We'll continue to allow the various :$enc options to be a Str, and resolve it to one of the built-in encodings. However, we'll also allow an object implementing the Encoding role to be provided instead, thus allowing userspace encodings to be plugged in instead.

Rough roadmap

  • Implement the above roles for the decodings that we support today, using the VM-backed decoders.
  • Make sure they have tests!
  • Implement Encoding::Normalizer (with tests)
  • Switch async socket I/O to use such encodings for their input/output (easy as it doesn't have any encoding support today).
  • Switch Proc::Async over to use the new Encoding role etc. This should get rid of all uses of the async string I/O API.
  • Finish implementing VM-backed decoder API on MoarVM (mostly done, just missing the Uni level bits) and JVM.
  • Refactor IO::Handle to only use binary I/O nqp:: ops, and use Encoding implementations to do IO. (This will be the most user-impacting one, so will need some careful testing!)
  • Write tests to make sure we can implement user-space encodings.

▶ **Records from a point labeling set**
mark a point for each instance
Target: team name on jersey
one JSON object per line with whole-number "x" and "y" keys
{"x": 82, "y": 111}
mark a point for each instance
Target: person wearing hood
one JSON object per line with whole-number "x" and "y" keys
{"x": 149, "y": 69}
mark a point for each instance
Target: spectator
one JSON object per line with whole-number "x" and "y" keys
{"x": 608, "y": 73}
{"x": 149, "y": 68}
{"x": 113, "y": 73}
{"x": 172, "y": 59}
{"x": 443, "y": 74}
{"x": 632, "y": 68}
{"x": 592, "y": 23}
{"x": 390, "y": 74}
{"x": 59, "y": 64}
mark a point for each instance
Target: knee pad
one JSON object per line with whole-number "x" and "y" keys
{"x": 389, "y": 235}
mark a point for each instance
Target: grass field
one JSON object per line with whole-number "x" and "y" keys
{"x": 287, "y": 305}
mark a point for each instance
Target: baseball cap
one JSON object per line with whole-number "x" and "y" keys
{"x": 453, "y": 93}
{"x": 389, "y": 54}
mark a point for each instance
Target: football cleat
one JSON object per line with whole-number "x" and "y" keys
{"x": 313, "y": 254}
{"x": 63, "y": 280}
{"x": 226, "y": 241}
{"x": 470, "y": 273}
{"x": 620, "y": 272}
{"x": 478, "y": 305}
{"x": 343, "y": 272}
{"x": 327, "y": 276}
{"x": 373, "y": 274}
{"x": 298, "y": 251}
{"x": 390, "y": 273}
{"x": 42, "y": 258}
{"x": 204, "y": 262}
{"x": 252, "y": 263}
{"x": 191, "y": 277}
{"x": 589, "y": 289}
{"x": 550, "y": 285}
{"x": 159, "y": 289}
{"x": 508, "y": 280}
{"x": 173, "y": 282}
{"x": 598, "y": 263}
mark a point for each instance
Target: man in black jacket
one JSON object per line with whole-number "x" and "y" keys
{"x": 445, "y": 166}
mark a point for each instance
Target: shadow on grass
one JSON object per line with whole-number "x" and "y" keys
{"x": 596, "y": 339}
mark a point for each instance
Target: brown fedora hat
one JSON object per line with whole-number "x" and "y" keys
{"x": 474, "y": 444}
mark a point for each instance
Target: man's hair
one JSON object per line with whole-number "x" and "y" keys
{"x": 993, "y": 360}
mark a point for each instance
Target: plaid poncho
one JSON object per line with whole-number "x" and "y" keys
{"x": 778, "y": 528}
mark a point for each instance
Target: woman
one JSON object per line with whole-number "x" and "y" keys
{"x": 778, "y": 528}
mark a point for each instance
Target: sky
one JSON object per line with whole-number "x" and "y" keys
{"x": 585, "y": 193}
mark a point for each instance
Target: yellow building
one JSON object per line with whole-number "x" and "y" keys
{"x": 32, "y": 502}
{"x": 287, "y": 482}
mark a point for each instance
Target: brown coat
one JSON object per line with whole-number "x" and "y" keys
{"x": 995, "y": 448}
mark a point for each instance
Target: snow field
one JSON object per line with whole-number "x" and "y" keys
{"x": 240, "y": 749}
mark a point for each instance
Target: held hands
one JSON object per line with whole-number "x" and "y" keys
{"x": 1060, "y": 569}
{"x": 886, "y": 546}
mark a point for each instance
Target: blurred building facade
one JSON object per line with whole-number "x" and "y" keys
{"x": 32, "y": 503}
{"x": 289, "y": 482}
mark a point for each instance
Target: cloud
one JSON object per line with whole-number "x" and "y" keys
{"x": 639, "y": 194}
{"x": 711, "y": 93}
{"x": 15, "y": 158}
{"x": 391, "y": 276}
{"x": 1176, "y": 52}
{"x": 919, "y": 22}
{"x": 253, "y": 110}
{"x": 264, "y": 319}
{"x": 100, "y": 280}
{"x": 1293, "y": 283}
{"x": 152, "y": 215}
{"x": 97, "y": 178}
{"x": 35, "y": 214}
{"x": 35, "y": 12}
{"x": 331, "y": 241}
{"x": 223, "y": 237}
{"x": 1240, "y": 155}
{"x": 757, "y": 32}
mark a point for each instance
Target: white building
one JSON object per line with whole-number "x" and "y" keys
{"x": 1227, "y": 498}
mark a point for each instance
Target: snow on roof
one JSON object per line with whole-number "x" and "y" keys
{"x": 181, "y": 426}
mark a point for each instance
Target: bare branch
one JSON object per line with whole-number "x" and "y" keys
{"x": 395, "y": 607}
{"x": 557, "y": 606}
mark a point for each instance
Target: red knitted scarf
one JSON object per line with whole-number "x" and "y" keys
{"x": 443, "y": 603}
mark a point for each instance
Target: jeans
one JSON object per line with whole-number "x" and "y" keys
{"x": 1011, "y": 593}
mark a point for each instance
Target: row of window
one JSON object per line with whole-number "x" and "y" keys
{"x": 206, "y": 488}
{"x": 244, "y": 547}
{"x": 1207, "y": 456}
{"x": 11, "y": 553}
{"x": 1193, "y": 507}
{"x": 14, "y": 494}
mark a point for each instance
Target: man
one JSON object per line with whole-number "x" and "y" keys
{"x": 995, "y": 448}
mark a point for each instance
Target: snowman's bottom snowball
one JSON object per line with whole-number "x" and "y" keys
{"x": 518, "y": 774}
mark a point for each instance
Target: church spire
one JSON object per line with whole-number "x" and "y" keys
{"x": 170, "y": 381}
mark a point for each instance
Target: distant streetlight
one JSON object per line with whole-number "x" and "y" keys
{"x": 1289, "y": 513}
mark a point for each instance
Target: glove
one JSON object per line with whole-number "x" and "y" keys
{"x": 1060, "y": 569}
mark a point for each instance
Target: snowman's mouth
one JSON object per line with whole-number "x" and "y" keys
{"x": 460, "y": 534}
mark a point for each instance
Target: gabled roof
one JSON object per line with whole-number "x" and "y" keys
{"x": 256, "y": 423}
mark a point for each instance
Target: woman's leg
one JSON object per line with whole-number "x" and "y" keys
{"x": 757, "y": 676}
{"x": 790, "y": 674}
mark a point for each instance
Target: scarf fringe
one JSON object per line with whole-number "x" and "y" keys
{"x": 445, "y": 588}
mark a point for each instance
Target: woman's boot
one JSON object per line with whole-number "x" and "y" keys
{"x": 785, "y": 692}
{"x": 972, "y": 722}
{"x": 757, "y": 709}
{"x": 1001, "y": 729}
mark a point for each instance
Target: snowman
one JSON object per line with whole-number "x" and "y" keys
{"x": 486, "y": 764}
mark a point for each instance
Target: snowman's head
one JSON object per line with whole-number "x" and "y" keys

▶ **Jobs**
a. In the text on encodings, which step on the roadmap is expected to affect users the most?
b. Give again the part of the text on encodings starting with "We'll continue to" and going on through "they have tests!".
c. Proceed with the text on encodings, picking up after its last line.
These data were taken from a different source than the text on encodings.

▶ **Response list**
a. Refactoring IO::Handle to use only binary I/O nqp:: ops and to use Encoding implementations to do I/O.

b.
We'll continue to allow the various :$enc options to be a Str, and resolve it to one of the built-in encodings. However, we'll also allow an object implementing the Encoding role to be provided instead, thus allowing userspace encodings to be plugged in instead.

Rough roadmap

  • Implement the above roles for the decodings that we support today, using the VM-backed decoders.
  • Make sure they have tests!

c.
  • Tweak NQP's I/O to avoid string-based I/O ops
  • Eliminate what we can from JVM/MoarVM
  • Re-work MoarVM's sync socket I/O to not depend on libuv, removing the limitation involving using handles only on a single thread
  • Do similar for sync file I/O
  • Work out how we expose reading Uni (perhaps a :$norm to go with :$enc, which defaults to Str but can be set to NFC, NFD, etc.) To be really useful we'll also need to make Uni much more useful too (so it supports stringy operations); that will need another bunch of planning! :-)
@cygx
Copy link

cygx commented Sep 14, 2016

I think a way to reset the decoder would be nice. One use case would be the ability to intermix char-based and byte-based access to files. When I made this work the last time (cf MoarVM/MoarVM#319), I just destroyed and re-created the decode streams as necessary...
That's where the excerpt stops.